Le voyage est souvent à l’origine du travail photographique de Jacques Borgetto, photographe et voyageur “au long cours”, dont la manière de procéder s’apparente à celle des explorateurs. Motivé d’abord par le désir de retracer le parcours de ses grands oncles italiens émigrés en Amérique latine, Jacques Borgetto n’a plus arrêté, depuis, de partir à la découverte de régions dont il s’est attaché à rendre compte de l’évolution au fil des années. Cela, en Argentine, au Chili, au Japon, au Tibet, en allant au-delà du voyage intérieur pour focaliser son attention sur les autres dont il cherche à comprendre et à intégrer la culture.
Jacques Borgetto, avec son travail qui se construit pays par pays, crée son propre atlas. Tout en s’appuyant sur les genres classiques du portrait et du paysage, il pose un regard nouveau sur des contrées et des civilisations méconnues et il arrive à en livrer une vision intime. Les images, résultantes de ses rencontres, magnifient les lieux visités, leurs paysages, leur patrimoine et leur culture, sans pour autant vouloir occulter les tensions du contexte économique et politique.

···

▸ **Énoncé**:
Poursuivez, s'il vous plaît, le texte ci-dessus sur le travail photographique de Jacques Borgetto, à partir de sa dernière phrase.

▸ **Données enregistrées**:
···

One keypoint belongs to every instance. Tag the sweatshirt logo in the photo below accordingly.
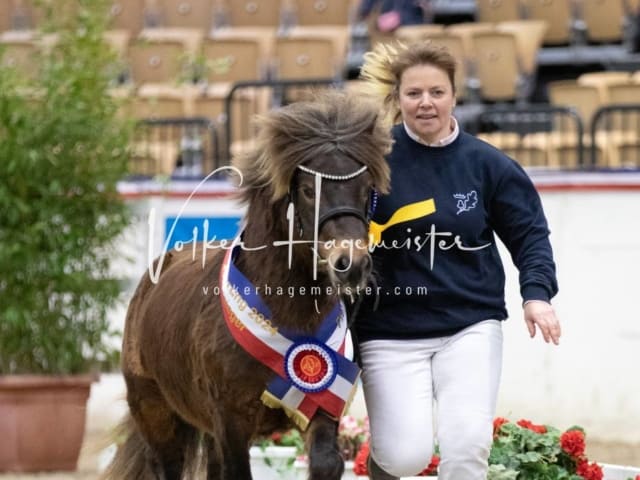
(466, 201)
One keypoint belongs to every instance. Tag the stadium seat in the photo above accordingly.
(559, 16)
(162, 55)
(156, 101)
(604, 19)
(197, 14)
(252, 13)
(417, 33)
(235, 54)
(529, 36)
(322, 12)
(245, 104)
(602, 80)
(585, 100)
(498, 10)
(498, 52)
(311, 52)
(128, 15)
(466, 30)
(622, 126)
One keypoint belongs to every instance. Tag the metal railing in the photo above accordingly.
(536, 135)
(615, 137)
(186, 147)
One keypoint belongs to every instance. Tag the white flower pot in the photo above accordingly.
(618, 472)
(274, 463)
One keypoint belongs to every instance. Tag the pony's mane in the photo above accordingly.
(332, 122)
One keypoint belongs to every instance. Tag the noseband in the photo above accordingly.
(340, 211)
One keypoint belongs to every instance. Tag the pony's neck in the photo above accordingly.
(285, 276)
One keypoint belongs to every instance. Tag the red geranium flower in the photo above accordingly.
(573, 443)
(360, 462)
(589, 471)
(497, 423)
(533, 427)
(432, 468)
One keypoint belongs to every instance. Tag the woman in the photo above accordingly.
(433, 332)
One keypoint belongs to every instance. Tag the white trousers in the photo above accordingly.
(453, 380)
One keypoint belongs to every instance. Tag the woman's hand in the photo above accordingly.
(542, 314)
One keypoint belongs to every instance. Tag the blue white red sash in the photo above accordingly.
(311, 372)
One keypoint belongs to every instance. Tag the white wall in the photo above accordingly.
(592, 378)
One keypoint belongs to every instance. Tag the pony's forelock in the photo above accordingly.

···

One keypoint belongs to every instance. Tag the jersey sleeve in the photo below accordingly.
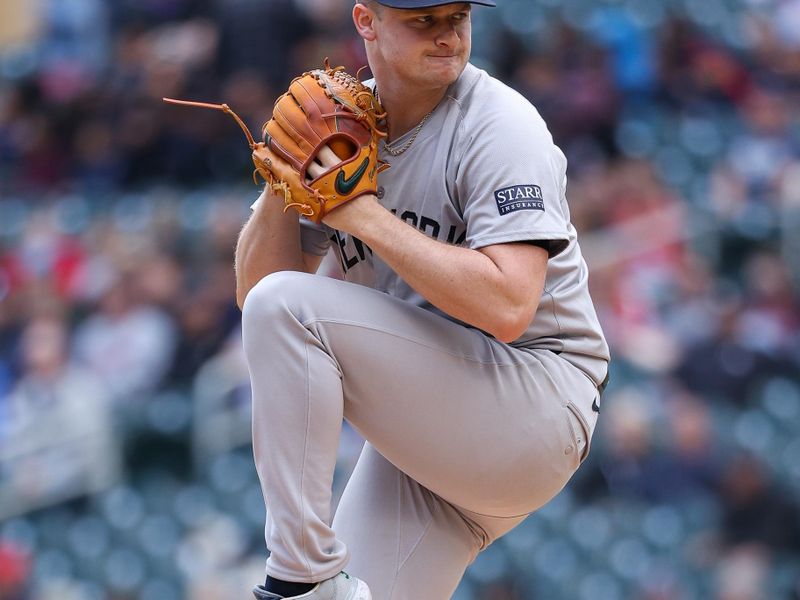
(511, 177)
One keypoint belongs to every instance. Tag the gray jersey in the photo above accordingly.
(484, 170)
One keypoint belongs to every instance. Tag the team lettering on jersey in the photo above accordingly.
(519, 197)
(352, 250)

···

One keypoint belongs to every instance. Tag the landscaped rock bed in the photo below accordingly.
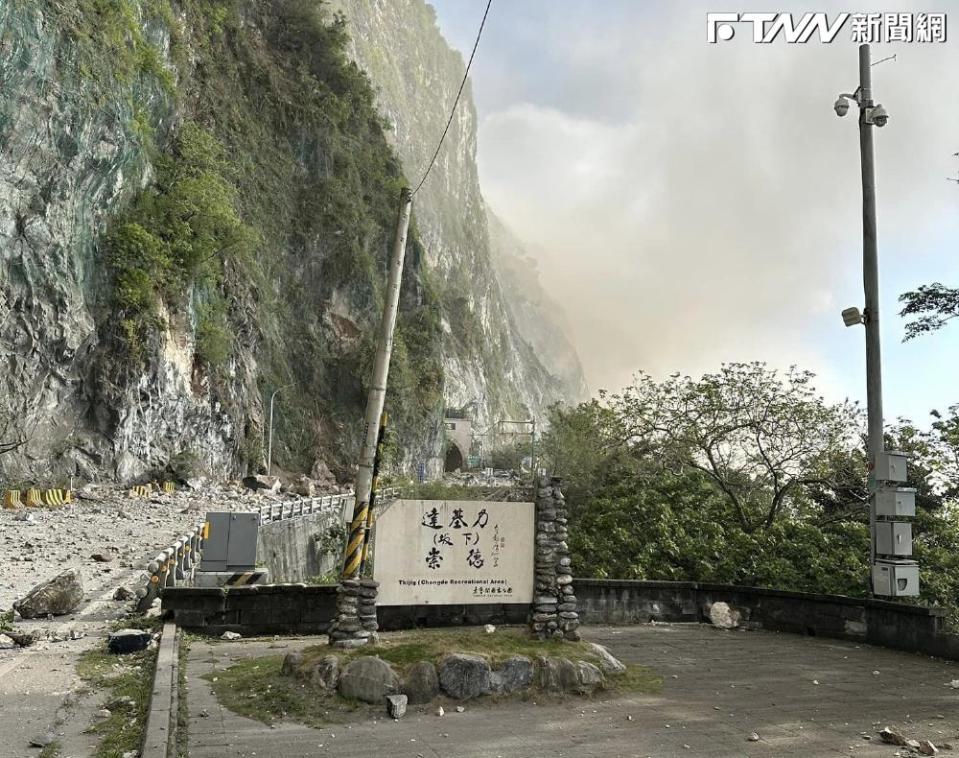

···

▸ **Résultat**:
Dans le Tibet de Borgetto qui, le plus souvent, choisit de travailler en noir et blanc, pour des images à la matière sensible, charbonneuses et contrastées, mystérieuses et à la fois denses d’informations, la couleur intervient depuis peu et surtout dans les paysages photographiés au printemps, comme pour souligner la douceur des prairies, des collines, la luminosité du ciel et l’harmonie des architectures. Son noir et blanc semble vouloir exprimer la forte spiritualité du Tibet et, en même temps, la nostalgie pour un monde qui risque, au moins en apparence, de s’effacer lentement sous les contraintes.
Ainsi au Tibet, dont Jacques Borgetto montre la sérénité, le quotidien et le spirituel, les traditions persistantes et la modernité approchant, mais où l’immensité du ciel, si présente dans ses images, semble évoquer la question du territoire nié, telle une forme de résistance céleste.
Dans le sillage de Georges Bataille qui en 1947 parlait du « mystère du Tibet » et comme il est souvent le cas pour nous Occidentaux, le Tibet représentait pour Jacques Borgetto depuis toujours un grand mystère et exerçait une grande attirance, sentiments nourris ensuite par ses nombreuses lectures. Mais il semble également traduire la puissance de la pensée bouddhiste, pensée faite réalité, identifiée et identifiable en un pays qui, même si otage de la Chine, seul semble résister à la violence, aux turbulences et à la globalisation qui régissent le reste du monde.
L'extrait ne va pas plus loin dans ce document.